- **Natural-language object grounding data**:
************

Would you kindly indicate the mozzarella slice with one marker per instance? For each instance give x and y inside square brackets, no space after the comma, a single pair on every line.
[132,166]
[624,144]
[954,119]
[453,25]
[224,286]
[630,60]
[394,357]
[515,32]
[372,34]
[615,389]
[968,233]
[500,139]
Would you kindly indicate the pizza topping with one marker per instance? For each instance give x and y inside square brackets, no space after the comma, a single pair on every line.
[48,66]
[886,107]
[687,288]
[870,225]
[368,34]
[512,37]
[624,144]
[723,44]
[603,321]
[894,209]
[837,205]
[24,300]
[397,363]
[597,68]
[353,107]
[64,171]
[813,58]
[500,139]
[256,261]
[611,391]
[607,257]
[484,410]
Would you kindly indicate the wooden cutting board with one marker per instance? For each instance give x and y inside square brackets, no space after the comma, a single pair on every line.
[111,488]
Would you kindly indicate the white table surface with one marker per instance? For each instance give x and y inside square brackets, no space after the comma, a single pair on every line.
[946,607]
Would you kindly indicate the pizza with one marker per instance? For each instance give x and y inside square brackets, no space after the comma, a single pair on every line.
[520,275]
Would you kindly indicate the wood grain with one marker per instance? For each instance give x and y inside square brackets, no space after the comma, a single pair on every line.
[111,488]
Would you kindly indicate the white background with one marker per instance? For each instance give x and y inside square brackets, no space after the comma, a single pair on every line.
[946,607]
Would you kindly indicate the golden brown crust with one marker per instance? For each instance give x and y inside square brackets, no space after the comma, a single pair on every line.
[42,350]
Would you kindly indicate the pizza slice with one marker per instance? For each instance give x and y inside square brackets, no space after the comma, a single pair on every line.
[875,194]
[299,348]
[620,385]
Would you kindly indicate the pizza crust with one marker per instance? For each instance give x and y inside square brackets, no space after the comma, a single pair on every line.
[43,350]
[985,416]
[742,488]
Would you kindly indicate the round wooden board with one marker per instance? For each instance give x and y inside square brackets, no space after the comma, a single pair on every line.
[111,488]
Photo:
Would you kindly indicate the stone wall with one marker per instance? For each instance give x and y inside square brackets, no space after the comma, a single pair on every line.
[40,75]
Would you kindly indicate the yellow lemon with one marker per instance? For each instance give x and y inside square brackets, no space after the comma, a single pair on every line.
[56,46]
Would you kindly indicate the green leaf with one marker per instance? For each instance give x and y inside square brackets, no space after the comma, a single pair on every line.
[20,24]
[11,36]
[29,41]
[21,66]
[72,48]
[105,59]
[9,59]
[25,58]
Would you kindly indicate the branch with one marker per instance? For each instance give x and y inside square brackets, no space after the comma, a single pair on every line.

************

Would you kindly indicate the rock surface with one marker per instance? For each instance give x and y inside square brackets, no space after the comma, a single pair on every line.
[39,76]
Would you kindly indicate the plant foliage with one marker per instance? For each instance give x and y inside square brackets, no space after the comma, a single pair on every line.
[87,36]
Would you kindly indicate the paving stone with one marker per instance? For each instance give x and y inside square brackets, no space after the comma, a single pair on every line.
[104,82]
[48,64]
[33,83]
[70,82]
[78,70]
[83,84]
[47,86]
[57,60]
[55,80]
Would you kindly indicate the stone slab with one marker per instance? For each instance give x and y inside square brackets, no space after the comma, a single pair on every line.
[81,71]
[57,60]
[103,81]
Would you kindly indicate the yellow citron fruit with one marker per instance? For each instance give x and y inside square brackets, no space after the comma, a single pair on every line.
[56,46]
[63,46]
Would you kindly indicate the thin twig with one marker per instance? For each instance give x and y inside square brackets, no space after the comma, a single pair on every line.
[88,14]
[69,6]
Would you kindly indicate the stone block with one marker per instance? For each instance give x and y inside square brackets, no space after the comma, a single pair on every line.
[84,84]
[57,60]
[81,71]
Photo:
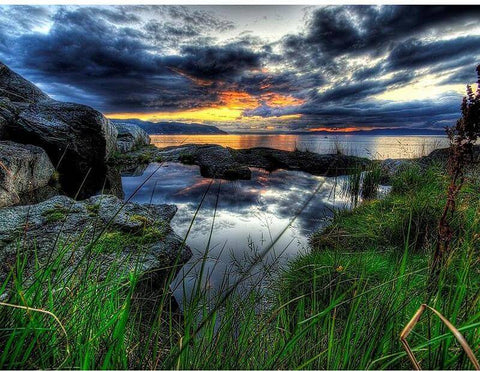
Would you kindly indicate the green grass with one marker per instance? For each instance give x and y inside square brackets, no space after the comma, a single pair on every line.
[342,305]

************

- **WHAT IS BEING ASKED**:
Give back exactly the lines above starting at the line where "Would you kindly indicate the stone wall" appears and ending at the line where "Would you kindly indicate the branch" appears, both included, with no other lines.

- **SOLUTION FOR THIS EXERCISE**:
Would you kindly indicate the stone wall with one marker per instance? For each instance give x and y inside square brackets, no space after the comma, a single pair on every line.
[40,75]
Would you kindly indicate the yellow lemon with one marker per instance? For each instance give x and y inside square brackets, no space after the comma, a single pair on every line.
[56,46]
Would you kindly indicate the green leaf with one marker per instance? For each instance give x and y inside square brackets, no space after the comma, a single pair on every line.
[20,24]
[11,36]
[29,41]
[21,66]
[72,48]
[105,59]
[9,59]
[25,58]
Would you kindly indicate the branch with one marker per instance? For each instance give x and y inside square brackets, no space after the comma, a single pair on every line.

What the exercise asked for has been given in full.